- **Exercise requirements**: Can you carry on the article about children's back-to-school eye exams, starting right after its last sentence?

- **Document section**:
===
Why You Need to Have Your Eyes Checked Regularly
The Essential Back To School Check Up Most Parents Miss
Back to school time is a hectic time for parents. There are baskets of school supplies to purchase, physicals to obtain for sports, meet the teacher nights to attend, and piles of forms to fill out and return. But are you missing an essential back to school event for your child?
You take your child in for the annual well-child checks but are you taking them to get their eyes checked too? Most parents think the cursory eye check in the pediatrician’s office or the vision screenings done by the school nurse are sufficient, but in reality, these checks can miss many things.
Poor vision can limit your child’s ability to learn. A comprehensive eye examination by an optometrist can detect problems with the overall eye health, evaluate how well the eyes are functioning, and determine correction needs. Things the doctor looks for during the examination include
- Muscle imbalances causing crossing of the eyes
- Vision development problems such as large differences in prescription between the eyes that can lead to diminished eye function if not corrected
- The need for any correction at all
- Any overall health issues or eye diseases
Children should be seen each year due to their rapid growth rates. A growth spurt can cause a child who has never needed glasses to suddenly need them or change a child’s prescription seemingly overnight. Some doctors recommend children who exhibit no need for correction and no other eye health issues be seen every two years.
===
- **Data section**:
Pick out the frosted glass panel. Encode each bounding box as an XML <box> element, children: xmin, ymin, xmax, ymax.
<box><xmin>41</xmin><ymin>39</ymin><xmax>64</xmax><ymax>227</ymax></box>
===
- **Expected answer**:
School-age children are not the only ones that need to see the eye doctor on a regular basis. Infants and toddlers can be limited by poor vision as well. Current recommendations are to have a young child checked at least 3 times before they start school- once at about 6 months, once around age 3, and once around the time they start school.
Adults also benefit from regular exams, but the timing advice varies. The most common schedule recommended is every 1-2 years. Older adults are more prone to developing eye health problems and should be checked yearly unless otherwise told by their doctor.
Children depend on their vision for much of their early learning. Help ensure you provide all of your child’s school supply needs by making sure they see an eye doctor regularly.